Beginning at the line that contains "Locate every instance of the marble" and ending at the last line of the entries, write out each line exactly; include nothing outside that span.

(Rows from a pointing dataset)
--------------------------------

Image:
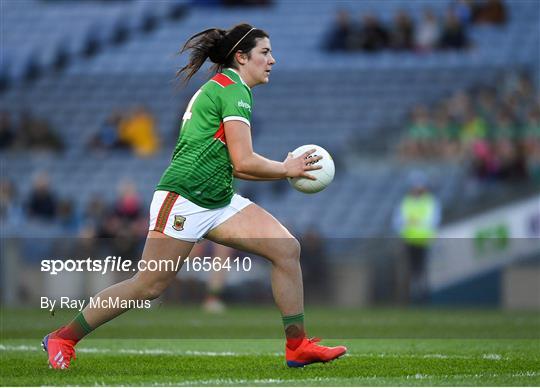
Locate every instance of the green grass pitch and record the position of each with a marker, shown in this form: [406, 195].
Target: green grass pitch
[244, 346]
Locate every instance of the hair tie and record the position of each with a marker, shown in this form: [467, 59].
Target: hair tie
[237, 43]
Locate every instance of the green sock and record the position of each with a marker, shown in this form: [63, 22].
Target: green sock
[75, 330]
[294, 330]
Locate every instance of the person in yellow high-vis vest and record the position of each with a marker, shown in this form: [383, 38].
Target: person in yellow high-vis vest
[417, 219]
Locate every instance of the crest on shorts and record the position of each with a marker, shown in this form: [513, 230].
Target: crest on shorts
[178, 223]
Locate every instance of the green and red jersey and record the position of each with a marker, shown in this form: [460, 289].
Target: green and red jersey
[201, 168]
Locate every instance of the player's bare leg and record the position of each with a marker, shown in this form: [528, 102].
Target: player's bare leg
[145, 285]
[255, 230]
[216, 282]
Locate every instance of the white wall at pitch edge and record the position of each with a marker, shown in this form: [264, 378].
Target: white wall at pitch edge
[482, 243]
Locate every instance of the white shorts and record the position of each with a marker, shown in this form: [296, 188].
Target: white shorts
[180, 218]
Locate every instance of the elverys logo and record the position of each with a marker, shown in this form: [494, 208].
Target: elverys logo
[244, 105]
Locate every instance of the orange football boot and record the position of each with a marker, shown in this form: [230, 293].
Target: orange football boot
[310, 352]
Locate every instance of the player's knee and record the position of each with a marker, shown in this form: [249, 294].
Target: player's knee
[147, 288]
[288, 250]
[154, 290]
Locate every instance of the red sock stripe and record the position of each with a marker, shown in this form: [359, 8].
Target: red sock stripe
[164, 212]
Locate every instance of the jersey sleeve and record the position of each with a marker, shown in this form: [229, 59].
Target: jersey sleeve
[236, 104]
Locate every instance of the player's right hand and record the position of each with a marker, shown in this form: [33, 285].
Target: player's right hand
[299, 166]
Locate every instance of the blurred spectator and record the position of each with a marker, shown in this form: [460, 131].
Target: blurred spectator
[128, 205]
[372, 35]
[42, 202]
[531, 143]
[7, 135]
[339, 36]
[416, 219]
[490, 12]
[11, 212]
[495, 129]
[474, 128]
[420, 134]
[107, 136]
[447, 135]
[463, 9]
[67, 215]
[402, 32]
[36, 134]
[454, 35]
[427, 34]
[139, 132]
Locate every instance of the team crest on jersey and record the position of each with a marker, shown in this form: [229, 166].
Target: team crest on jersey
[178, 223]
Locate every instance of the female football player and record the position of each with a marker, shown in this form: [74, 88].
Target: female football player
[195, 199]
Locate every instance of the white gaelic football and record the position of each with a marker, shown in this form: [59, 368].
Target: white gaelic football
[324, 176]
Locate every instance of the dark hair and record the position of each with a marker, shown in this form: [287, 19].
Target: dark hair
[220, 46]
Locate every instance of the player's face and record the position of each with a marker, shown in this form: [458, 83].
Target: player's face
[260, 63]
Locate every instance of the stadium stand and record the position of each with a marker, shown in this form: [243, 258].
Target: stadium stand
[335, 100]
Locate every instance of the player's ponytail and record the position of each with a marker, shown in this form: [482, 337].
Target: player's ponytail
[219, 46]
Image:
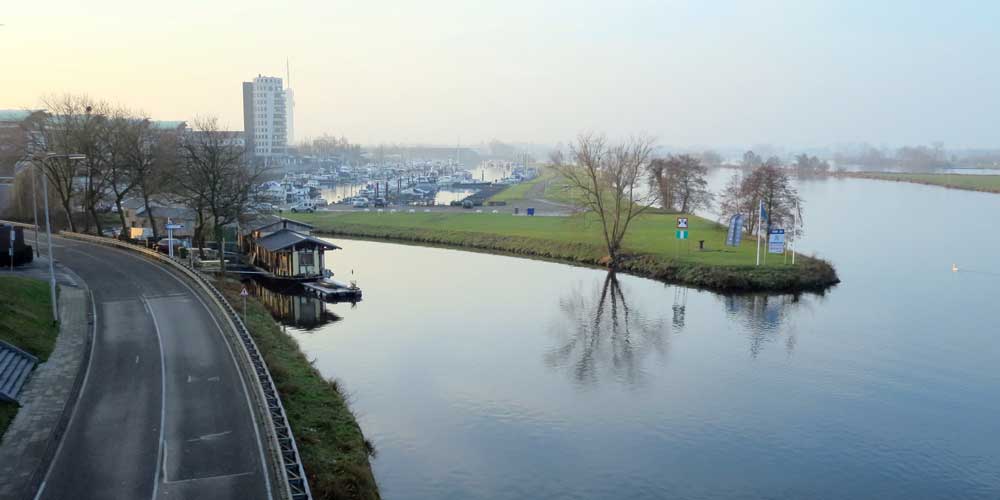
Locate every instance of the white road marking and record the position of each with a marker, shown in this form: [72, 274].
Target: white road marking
[223, 476]
[209, 437]
[160, 462]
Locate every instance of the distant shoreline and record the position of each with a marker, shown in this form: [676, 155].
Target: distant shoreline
[984, 183]
[810, 274]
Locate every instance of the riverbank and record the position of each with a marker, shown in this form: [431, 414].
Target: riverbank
[26, 309]
[650, 247]
[334, 452]
[968, 182]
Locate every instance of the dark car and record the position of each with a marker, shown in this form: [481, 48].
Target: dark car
[164, 246]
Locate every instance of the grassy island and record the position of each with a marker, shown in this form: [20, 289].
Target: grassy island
[651, 248]
[334, 451]
[26, 309]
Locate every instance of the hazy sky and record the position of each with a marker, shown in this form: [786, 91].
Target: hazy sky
[794, 73]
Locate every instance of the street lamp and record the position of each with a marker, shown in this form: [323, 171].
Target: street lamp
[48, 223]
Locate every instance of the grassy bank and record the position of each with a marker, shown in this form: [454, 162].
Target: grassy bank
[970, 182]
[334, 451]
[26, 310]
[651, 247]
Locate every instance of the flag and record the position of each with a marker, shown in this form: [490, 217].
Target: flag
[735, 234]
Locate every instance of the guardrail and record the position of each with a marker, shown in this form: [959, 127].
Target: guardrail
[281, 439]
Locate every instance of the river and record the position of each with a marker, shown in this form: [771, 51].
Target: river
[481, 376]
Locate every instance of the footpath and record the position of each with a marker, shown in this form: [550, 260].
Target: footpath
[47, 400]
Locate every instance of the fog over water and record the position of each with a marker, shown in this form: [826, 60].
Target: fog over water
[481, 376]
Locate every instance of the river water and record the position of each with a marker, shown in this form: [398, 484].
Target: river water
[480, 376]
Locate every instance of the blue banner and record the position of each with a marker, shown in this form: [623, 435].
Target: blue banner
[735, 235]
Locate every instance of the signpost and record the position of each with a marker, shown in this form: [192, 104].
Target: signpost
[776, 241]
[735, 234]
[13, 236]
[170, 236]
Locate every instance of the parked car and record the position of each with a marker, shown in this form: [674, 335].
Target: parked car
[304, 207]
[163, 246]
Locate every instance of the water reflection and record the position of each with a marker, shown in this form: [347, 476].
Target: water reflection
[599, 335]
[288, 303]
[762, 318]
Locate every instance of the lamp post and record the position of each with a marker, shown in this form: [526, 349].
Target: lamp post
[48, 226]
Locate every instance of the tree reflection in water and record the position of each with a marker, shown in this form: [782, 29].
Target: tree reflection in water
[600, 335]
[764, 319]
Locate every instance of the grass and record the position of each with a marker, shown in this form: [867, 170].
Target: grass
[334, 451]
[27, 323]
[972, 182]
[651, 247]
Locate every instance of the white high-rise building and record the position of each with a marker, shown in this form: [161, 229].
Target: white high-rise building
[265, 117]
[290, 114]
[289, 104]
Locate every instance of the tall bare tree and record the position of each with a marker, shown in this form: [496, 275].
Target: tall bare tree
[609, 181]
[213, 179]
[767, 184]
[84, 126]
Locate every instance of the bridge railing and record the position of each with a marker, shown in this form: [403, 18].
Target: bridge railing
[281, 440]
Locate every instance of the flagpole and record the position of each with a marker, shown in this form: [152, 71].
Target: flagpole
[758, 230]
[795, 233]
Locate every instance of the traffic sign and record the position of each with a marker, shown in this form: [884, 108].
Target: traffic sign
[776, 241]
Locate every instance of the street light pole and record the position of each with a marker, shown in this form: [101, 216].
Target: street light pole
[48, 234]
[48, 229]
[34, 209]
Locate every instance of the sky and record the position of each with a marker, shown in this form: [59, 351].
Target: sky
[796, 73]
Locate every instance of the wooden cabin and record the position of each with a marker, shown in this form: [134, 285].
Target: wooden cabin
[289, 254]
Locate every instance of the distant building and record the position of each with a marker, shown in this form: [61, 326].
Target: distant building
[265, 119]
[290, 112]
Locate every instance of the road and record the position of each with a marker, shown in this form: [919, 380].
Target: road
[163, 412]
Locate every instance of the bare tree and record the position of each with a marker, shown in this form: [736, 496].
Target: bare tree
[767, 184]
[608, 179]
[45, 135]
[680, 183]
[124, 129]
[83, 126]
[213, 179]
[661, 179]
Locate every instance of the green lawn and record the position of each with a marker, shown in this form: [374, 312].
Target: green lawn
[517, 192]
[650, 234]
[651, 245]
[973, 182]
[334, 451]
[26, 313]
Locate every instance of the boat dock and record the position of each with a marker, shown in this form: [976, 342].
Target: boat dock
[329, 290]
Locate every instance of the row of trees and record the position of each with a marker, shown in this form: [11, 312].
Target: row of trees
[128, 156]
[620, 182]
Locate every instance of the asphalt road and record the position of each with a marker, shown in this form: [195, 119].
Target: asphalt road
[163, 412]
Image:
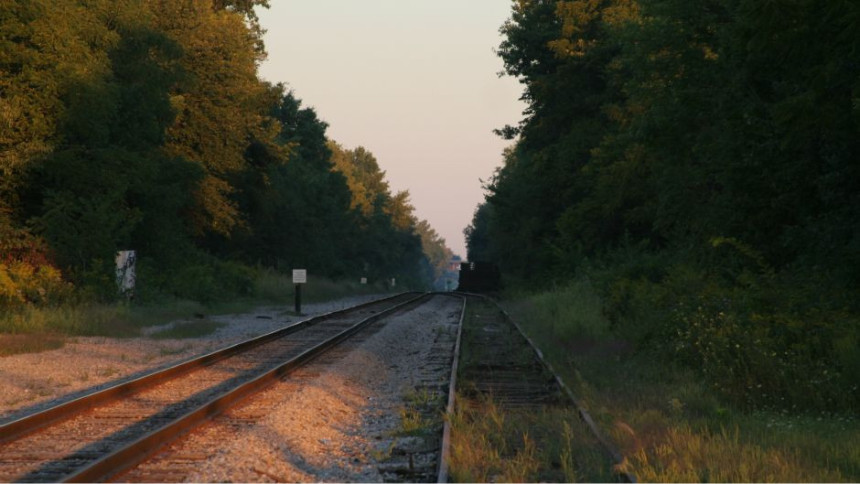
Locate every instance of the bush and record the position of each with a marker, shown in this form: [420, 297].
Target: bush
[22, 283]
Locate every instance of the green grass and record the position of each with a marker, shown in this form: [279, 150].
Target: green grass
[124, 320]
[490, 443]
[666, 421]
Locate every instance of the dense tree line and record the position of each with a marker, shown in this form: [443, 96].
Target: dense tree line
[706, 151]
[128, 124]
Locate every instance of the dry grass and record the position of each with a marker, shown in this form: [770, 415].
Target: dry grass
[13, 344]
[490, 444]
[672, 428]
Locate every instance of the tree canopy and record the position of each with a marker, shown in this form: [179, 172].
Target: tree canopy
[144, 125]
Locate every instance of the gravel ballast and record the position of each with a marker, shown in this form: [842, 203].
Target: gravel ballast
[336, 420]
[35, 381]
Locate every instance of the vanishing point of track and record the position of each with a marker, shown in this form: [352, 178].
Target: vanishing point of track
[104, 433]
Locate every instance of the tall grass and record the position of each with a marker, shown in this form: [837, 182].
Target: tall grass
[667, 420]
[491, 443]
[82, 317]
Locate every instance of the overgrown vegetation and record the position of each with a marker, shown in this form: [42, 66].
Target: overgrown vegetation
[670, 423]
[493, 443]
[678, 200]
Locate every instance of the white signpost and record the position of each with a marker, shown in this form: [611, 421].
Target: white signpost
[125, 274]
[300, 276]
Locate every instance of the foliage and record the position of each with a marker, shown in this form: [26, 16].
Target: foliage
[669, 422]
[144, 125]
[691, 159]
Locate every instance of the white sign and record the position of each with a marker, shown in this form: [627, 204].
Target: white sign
[125, 274]
[300, 276]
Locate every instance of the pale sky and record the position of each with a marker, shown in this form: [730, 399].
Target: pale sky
[413, 81]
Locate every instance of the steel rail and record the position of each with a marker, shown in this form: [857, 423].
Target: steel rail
[445, 453]
[15, 429]
[608, 447]
[138, 451]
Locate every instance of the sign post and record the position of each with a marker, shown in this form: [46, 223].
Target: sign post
[300, 276]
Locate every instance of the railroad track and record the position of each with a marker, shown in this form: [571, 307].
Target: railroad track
[504, 365]
[105, 433]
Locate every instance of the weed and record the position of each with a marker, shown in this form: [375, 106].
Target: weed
[667, 419]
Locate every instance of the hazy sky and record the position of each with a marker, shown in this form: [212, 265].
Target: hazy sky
[413, 81]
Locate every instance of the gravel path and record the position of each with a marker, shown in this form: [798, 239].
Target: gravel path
[35, 381]
[336, 420]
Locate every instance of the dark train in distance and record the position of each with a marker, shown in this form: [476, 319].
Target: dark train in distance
[479, 277]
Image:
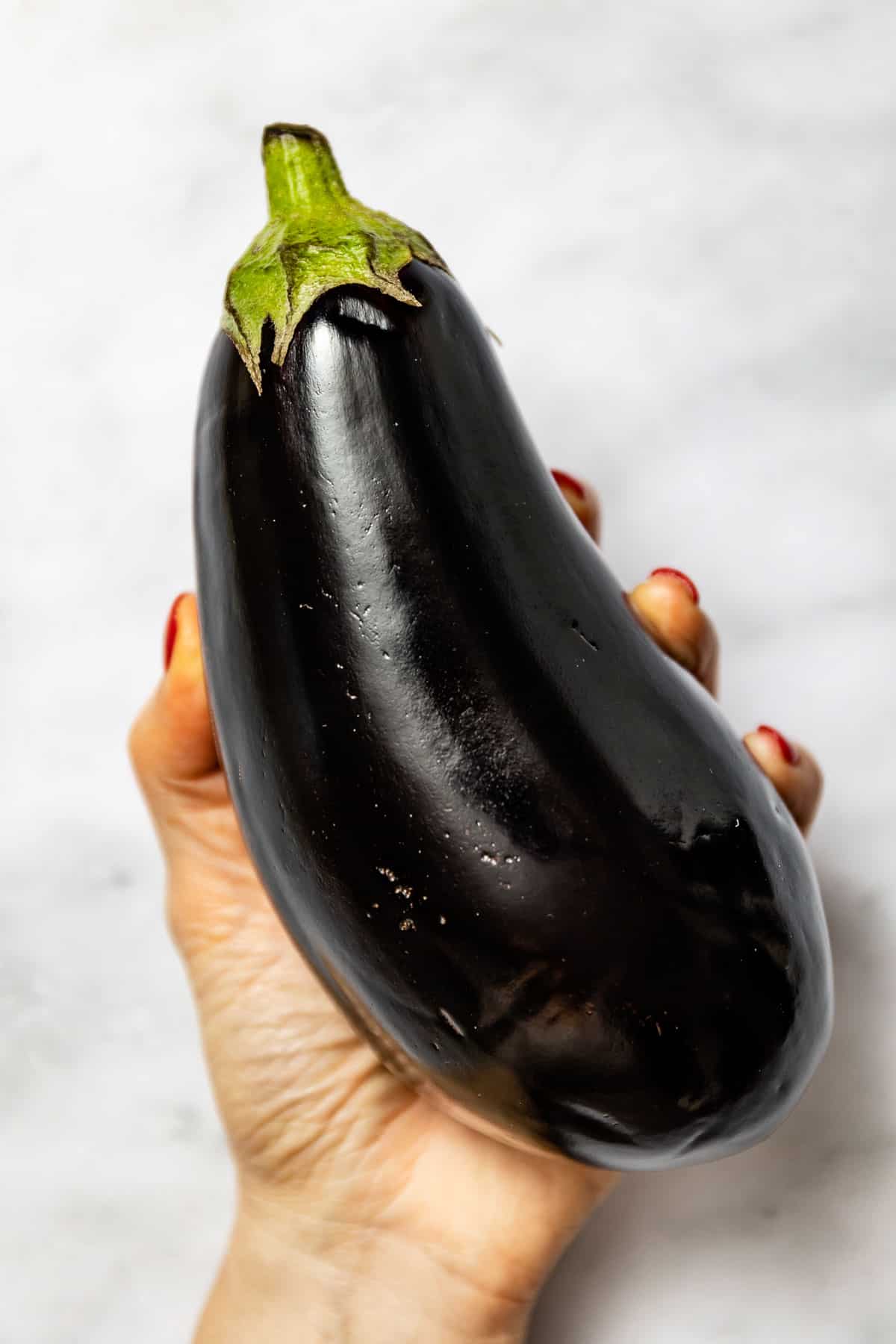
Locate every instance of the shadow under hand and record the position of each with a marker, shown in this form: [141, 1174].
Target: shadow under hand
[768, 1226]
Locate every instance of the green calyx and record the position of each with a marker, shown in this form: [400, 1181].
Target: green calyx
[317, 238]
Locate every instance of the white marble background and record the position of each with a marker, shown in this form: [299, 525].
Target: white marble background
[682, 221]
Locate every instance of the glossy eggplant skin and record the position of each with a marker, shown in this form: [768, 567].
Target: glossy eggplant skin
[521, 847]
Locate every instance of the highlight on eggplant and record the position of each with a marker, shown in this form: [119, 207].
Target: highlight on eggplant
[523, 850]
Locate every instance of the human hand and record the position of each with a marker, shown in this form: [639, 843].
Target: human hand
[364, 1213]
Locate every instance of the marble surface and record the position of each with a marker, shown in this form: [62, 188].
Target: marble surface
[680, 220]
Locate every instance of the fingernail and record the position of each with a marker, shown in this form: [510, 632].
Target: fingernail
[568, 483]
[679, 574]
[788, 752]
[171, 631]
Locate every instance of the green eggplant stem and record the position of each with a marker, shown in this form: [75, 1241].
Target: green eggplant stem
[317, 238]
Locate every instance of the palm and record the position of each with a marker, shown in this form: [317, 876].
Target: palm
[300, 1090]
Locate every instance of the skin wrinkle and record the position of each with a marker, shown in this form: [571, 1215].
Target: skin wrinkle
[363, 1214]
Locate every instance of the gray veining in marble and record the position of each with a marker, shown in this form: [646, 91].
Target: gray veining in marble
[680, 220]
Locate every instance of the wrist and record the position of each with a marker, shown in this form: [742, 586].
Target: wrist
[287, 1278]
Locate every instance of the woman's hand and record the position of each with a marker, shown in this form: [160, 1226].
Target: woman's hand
[364, 1213]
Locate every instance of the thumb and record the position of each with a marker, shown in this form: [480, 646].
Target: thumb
[172, 742]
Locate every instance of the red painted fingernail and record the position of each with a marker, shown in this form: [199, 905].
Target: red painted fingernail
[171, 632]
[568, 482]
[788, 752]
[677, 574]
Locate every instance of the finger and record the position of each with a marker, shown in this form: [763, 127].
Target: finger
[172, 739]
[793, 771]
[668, 605]
[583, 502]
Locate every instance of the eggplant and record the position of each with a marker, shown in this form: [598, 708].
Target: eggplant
[521, 848]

--------------------------------

EXPECTED ANSWER »
Locate every instance of the marble surface and record the position of each with a marker, shown in this form: [62, 188].
Target: marble surface
[680, 220]
Locate every instance of the fingernail and record the position of each with a marker, shown in this form: [510, 632].
Target: fingernail
[568, 483]
[679, 574]
[788, 752]
[171, 631]
Locate every instance of the green eggplant stem and record the position of each with a marker, shown in this form: [75, 1241].
Target: green eggplant stem
[317, 238]
Locate every instance of the palm and record the position of each with a marker, shown in this form: [317, 876].
Target: palm
[300, 1090]
Locate every instance of the skin wrinkle and record the position of each with a marker, shown in this form: [571, 1215].
Target: skin wrinkle
[363, 1214]
Locate every instance of the gray veining in marble and record the position of each with a marker, shown in this form: [646, 91].
Target: gray veining in marble
[680, 220]
Locate every instance of the wrist and record the position of each with a marker, shown in this form: [742, 586].
Target: wrist
[287, 1278]
Locate every instance of the woman's hand and record the position of each with a marker, shown in this form: [160, 1226].
Target: woman's hand
[364, 1213]
Locate every instance of the thumb and record the position of each with a marker, shown in this form: [480, 646].
Target: thumb
[172, 742]
Locate every instance of the red painted fingernail and record the position of each with a marker, shown in this form: [199, 905].
Target: red painted fingernail
[171, 632]
[568, 482]
[788, 752]
[677, 574]
Locate every instance of the finger and record the position of each with a marker, shown in this form: [763, 127].
Target: finger
[172, 739]
[793, 771]
[668, 605]
[583, 502]
Locate every instance of the eggplant and record the position of each with a marker, shown in this form: [598, 708].
Target: eggplant
[521, 848]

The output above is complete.